** Text **
US5410322AExpiredUtility

Circularly polarized wave microstrip antenna and frequency adjusting method therefor

78
Assignee: MURATA MANUFACTURING COPriority: Jul 30, 1991Filed: Jul 30, 1992Granted: Apr 25, 1995
Est. expiryJul 30, 2011(expired)· nominal 20-yr term from priority
H01Q 9/0428
78
PatentIndex Score
65
Cited by
6
References
15
Claims

Abstract

In a circularly polarized wave microstrip antenna 1, a ground conductor 3 and a radiation conductor 2 are provided respectively on one surface and the other surface of a dielectric substrate 4 for feeding electric power to a feeding point P eccentrically provided on the radiation conductor 2. The radiation conductor 2 is provided with at least one projection 21a through 21d for adjusting the axial ratio at a position of an angle of 45×(2N+1)° (N: Integer) with respect to a reference line passing through a center point O and the feeding point P on the periphery thereof, and is provided with at least one frequency adjusting projection 22a through 22d at a position of an angle of 90 N° (N: Integer) with respect to the reference line.

Claims

exact text as granted — not AI-modified
What is claimed is: 
     
       1. A circularly polarized wave microstrip antenna comprising: a dielectric substrate provided with a ground conductor on one surface thereof and a radiation conductor on the other surface thereof, said radiation conductor having a periphery and a center point, and feeding electric power to an electric power feeding point located eccentrically on said radiation conductor,   said radiation conductor being further provided with:   at least one axial ratio adjusting member for adjusting the axial ratio of the antenna, said axial ratio adjusting member being located on the periphery of said radiation conductor so that a first line passing through said axial ratio adjusting member and the center point of said radiation conductor forms an angle of 45×(2N +1)° with respect to a reference line passing through the center point of said radiation conductor and said electric power feeding point; and   at least one frequency adjusting member for adjusting the resonance frequency of said antenna, said frequency adjusting member also being located on the periphery of said radiation conductor so that a second line passing through said frequency adjusting member and the center point of said radiation conductor forms an angle of 90N° with respect to the reference line passing through the center point and said electric power feeding point, wherein N is an integer.   
     
     
       2. A circularly polarized wave microstrip antenna as claimed in claim 1, wherein each frequency adjusting member on the second line forming an angle of 90° N with the reference line includes a plurality of slit-like projection members, said each frequency adjusting member having a root portion on said radiation conductor; conductor-blank portions formed in proximity to said root portion of said each frequency adjusting member thereby serving as a guide to form a corresponding slit-like notch for adjusting the frequency of said antenna.

** Material **
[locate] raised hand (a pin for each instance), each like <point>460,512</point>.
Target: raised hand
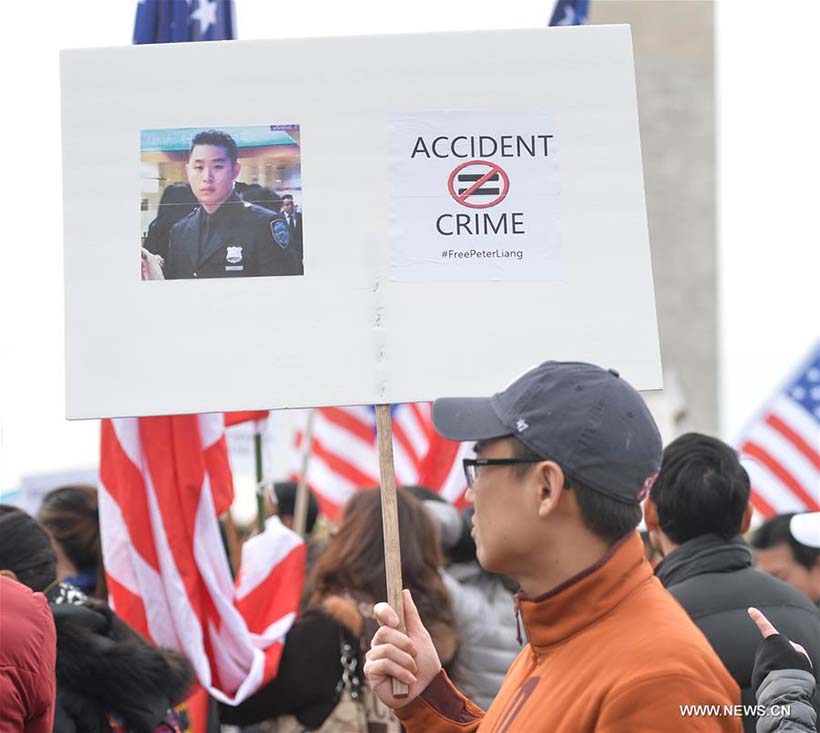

** Instructions to follow **
Reproduce word for word the part of the antenna patent above that begins at the words "In a circularly" and stops after "the reference line.".

** Completed exercise **
In a circularly polarized wave microstrip antenna 1, a ground conductor 3 and a radiation conductor 2 are provided respectively on one surface and the other surface of a dielectric substrate 4 for feeding electric power to a feeding point P eccentrically provided on the radiation conductor 2. The radiation conductor 2 is provided with at least one projection 21a through 21d for adjusting the axial ratio at a position of an angle of 45×(2N+1)° (N: Integer) with respect to a reference line passing through a center point O and the feeding point P on the periphery thereof, and is provided with at least one frequency adjusting projection 22a through 22d at a position of an angle of 90 N° (N: Integer) with respect to the reference line.